→ Task brief: An exact reproduction of each record is required.
──────
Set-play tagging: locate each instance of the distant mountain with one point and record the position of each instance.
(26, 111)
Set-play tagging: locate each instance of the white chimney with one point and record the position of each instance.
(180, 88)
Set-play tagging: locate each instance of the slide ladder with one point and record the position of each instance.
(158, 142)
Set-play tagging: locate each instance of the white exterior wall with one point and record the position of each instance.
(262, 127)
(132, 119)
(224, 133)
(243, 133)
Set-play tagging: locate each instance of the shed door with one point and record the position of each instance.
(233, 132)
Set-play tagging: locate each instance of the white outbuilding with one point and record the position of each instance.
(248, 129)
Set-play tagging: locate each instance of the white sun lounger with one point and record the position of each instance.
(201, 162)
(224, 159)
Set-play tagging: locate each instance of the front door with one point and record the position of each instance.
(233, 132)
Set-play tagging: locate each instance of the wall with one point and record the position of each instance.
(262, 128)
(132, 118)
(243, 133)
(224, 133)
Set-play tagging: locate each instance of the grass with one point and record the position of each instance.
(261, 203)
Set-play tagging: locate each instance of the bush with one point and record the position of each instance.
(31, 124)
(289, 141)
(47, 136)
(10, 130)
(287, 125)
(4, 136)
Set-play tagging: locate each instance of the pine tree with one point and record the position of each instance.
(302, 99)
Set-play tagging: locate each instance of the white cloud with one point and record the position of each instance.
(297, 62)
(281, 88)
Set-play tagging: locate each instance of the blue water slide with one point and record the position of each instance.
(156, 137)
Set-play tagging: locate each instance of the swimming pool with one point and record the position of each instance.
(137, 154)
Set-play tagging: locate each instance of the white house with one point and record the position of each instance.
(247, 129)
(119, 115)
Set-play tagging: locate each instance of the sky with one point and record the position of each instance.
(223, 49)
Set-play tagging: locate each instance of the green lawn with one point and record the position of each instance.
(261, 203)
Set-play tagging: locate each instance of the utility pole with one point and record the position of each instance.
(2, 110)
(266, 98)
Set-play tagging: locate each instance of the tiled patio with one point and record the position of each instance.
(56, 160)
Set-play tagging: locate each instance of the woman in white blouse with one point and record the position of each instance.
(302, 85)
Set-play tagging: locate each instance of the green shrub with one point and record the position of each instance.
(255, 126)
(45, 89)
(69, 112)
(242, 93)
──────
→ Answer for the task:
Set-play tagging: locate each instance of the distant mountain with one point and record the position of each instance.
(26, 111)
Set-play tagging: locate each instance of the white chimney with one point and record the position of each instance.
(180, 88)
Set-play tagging: locate each instance of the slide ladder with one point and record the position of each instance.
(158, 142)
Set-play tagging: locate each instance of the white exterior wall with one point and record the position of each instance.
(262, 127)
(132, 119)
(224, 133)
(243, 133)
Set-play tagging: locate each instance of the shed door with one point and record the position of each instance.
(233, 132)
Set-play tagging: locate each instance of the white outbuilding with one point and record the position of each instance.
(248, 129)
Set-play tagging: locate each instance of the white sun lounger with one point and record the position of each instance.
(201, 162)
(224, 159)
Set-play tagging: locate each instance of the front door with one point and record the position of each instance.
(233, 132)
Set-play tagging: locate each instance of the wall with one point and record the position of each instance.
(262, 128)
(132, 118)
(243, 133)
(224, 133)
Set-play tagging: locate each instance of the grass with one point and record the position of each instance.
(261, 203)
Set-play tagging: locate each instance of the bush with one point and record the position of each instance.
(31, 124)
(289, 141)
(47, 136)
(10, 130)
(287, 125)
(4, 136)
Set-play tagging: locate each instance of the pine tree with one point and record the position of each instance.
(302, 99)
Set-play tagging: locate each instance of the white cloud with one point and record the position of each instance.
(297, 62)
(281, 88)
Set-play tagging: locate each instance of the blue water slide with one point and record the position of each instance.
(156, 137)
Set-play tagging: locate each instance of the swimming pool with one point and record the position of each instance.
(137, 154)
Set-play tagging: locate each instance of the white house with one point and record the position of each instance.
(247, 129)
(119, 115)
Set-play tagging: locate each instance of the sky with one point and record the position of each instance.
(223, 49)
Set-play tagging: locate each instance of the green lawn with one point and record the position of each instance.
(261, 203)
Set-play tagging: locate each instance of the utility pole with one point and record the position of each instance.
(2, 110)
(266, 98)
Set-play tagging: locate each instance of the tiled patio with one point and record the position of each instance.
(56, 160)
Set-play tagging: locate each instance of the woman in white blouse with one point and record the position of each instance.
(302, 85)
Set-play tagging: locate each instance of the green shrub with one point and record the position of each instance.
(255, 126)
(45, 89)
(69, 112)
(242, 93)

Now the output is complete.